— Directions for this task —
Lines from the one containing "Locate the white skullcap" through the end of the data are to be returned exactly, and no others.
>>>
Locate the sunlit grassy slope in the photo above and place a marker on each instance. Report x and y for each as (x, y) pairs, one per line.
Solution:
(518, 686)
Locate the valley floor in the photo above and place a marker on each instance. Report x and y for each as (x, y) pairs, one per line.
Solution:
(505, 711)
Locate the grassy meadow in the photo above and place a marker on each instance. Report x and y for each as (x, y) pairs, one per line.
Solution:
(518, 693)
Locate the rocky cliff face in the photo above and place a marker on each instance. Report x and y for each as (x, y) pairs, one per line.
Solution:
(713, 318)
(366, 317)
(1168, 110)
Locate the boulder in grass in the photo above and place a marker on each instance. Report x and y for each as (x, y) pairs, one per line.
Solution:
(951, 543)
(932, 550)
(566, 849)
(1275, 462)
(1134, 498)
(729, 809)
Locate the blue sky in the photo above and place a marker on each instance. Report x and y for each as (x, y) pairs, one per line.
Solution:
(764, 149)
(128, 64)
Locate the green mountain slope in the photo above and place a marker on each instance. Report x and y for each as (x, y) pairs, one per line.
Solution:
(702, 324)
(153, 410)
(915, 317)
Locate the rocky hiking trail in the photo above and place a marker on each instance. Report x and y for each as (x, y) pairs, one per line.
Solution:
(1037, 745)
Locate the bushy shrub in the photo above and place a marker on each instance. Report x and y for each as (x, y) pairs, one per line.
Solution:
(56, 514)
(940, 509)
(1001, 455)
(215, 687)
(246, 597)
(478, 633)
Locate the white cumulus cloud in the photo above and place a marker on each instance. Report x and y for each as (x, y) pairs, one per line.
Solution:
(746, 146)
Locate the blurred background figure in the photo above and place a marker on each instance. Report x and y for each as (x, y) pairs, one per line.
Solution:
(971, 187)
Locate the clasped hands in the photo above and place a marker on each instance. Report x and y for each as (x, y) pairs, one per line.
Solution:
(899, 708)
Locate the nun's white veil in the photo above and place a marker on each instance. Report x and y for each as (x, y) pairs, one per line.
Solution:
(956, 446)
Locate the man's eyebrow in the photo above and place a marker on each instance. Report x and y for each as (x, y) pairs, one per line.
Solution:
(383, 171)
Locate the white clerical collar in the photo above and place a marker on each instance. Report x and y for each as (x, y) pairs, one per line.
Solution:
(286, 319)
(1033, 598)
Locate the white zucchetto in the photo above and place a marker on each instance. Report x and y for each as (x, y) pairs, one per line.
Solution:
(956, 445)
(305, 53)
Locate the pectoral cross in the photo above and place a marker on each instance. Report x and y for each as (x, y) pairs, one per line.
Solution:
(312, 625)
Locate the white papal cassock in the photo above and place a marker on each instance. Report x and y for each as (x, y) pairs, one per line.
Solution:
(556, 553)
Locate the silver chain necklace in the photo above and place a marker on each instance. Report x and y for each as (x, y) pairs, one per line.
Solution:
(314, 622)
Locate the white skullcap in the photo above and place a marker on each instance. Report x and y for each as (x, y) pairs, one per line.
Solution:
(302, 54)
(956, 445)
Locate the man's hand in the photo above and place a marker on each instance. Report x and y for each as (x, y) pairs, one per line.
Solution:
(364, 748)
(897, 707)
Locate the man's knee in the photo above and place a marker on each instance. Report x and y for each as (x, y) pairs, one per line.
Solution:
<<<
— Task answer —
Locate the white skullcap in the photo above and place a marker on each instance. Report x and y for each as (x, y) pairs, one per line.
Solution:
(302, 54)
(956, 445)
Locate the man's hand in the photo above and place a marker on each instance. Report x and y for each as (x, y) pairs, one per line.
Solution:
(364, 748)
(897, 707)
Locate the man's knee in the photo above and place a marker on each instance. Report x and y for each as (x, y) pairs, one per line.
Solution:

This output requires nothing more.